▸ **Page excerpt**
Hope you recover as quick as possible!


----------



## Bevo

Heal up man, that sucks!!

It amazing how such a simple thing as running keeps hurting us...


----------



## Bevo

Watched the sun come up this morning during my run, just beautiful but cold. It was hard as hell to get out of bed at 4:45 but worth it 20 min later.

15 over the last few days.

972 total


----------



## Fiction

5 Miles split over 2 runs.

977 Total.


----------



## Bevo

Tried to break the 1,000 this weekend but came up a bit short, I got in 18 over two days.

995 Total

Its still early guys, someone should get out there and get the 1,000 before I do tomorrow morning!


----------



## Labrie

Did 5 today just to get to 1000!

1000 total


----------



## Bevo

I slept in and got my 5 after work, well done we hit 1,000!!!

1,005 total


----------



## Infamous Impact

3 miles

1008 total.

Bye Cross Country.


----------



## Bevo

5 in tonight..

1013 total.


----------



## Fiction

10 Miles past week, in 4 Gym sessions.

1023 Total


----------



## Sebastian

3 miles

1026 Total


----------



## Bevo

5 more today, nice and relaxing!

1031 total


----------



## Labrie

Did 4 tonight. 

1035 total.

▸ **Requirement**
Answer these from the running thread:
(a) At what time did Bevo get out of bed on the morning he watched the sun come up?
(b) Whose post brought the shared total to exactly 1000?
(c) Over how many gym sessions did Fiction spread 10 miles in the past week?

▸ **Dataset rows**

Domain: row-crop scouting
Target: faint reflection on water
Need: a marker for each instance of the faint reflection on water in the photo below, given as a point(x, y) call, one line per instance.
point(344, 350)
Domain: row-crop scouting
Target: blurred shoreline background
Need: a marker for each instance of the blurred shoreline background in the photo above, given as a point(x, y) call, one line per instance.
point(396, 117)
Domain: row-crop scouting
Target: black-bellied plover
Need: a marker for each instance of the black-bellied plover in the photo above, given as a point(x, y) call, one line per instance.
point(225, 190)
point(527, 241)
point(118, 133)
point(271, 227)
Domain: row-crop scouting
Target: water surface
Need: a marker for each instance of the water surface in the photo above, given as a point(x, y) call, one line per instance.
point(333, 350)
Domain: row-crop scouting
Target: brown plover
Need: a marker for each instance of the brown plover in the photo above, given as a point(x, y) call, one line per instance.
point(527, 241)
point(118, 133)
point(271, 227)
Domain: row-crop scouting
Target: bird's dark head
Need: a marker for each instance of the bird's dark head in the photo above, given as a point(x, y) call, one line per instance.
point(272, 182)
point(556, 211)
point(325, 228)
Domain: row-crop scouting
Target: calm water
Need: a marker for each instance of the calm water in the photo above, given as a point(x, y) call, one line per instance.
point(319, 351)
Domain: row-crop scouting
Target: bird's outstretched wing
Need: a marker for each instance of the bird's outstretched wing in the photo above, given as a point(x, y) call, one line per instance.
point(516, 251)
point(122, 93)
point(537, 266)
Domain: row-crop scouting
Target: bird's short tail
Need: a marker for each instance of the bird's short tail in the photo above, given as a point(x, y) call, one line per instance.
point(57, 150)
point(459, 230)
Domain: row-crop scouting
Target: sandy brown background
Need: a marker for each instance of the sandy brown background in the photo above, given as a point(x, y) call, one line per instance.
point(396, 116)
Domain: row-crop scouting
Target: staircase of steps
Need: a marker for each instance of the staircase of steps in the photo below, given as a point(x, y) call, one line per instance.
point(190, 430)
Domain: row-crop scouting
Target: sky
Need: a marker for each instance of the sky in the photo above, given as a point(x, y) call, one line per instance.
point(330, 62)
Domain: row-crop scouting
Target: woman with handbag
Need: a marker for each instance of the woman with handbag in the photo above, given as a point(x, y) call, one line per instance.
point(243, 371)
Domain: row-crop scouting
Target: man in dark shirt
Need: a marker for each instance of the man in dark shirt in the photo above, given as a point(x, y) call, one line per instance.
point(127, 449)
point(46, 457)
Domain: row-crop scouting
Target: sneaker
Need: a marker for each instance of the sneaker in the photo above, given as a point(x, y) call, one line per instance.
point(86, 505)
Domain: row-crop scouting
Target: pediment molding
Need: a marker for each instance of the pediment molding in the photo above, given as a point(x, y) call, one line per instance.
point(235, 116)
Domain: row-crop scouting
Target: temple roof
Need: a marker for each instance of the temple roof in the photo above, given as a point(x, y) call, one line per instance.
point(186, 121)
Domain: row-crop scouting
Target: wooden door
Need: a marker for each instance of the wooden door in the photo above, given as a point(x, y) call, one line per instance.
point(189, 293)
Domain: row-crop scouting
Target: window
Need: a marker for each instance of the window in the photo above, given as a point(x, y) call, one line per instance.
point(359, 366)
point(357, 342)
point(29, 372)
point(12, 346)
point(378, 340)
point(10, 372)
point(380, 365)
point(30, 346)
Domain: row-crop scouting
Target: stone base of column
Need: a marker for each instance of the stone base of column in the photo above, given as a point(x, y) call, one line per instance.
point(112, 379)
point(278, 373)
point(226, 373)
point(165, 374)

▸ **Full solution**
(a) 4:45
(b) Labrie
(c) 4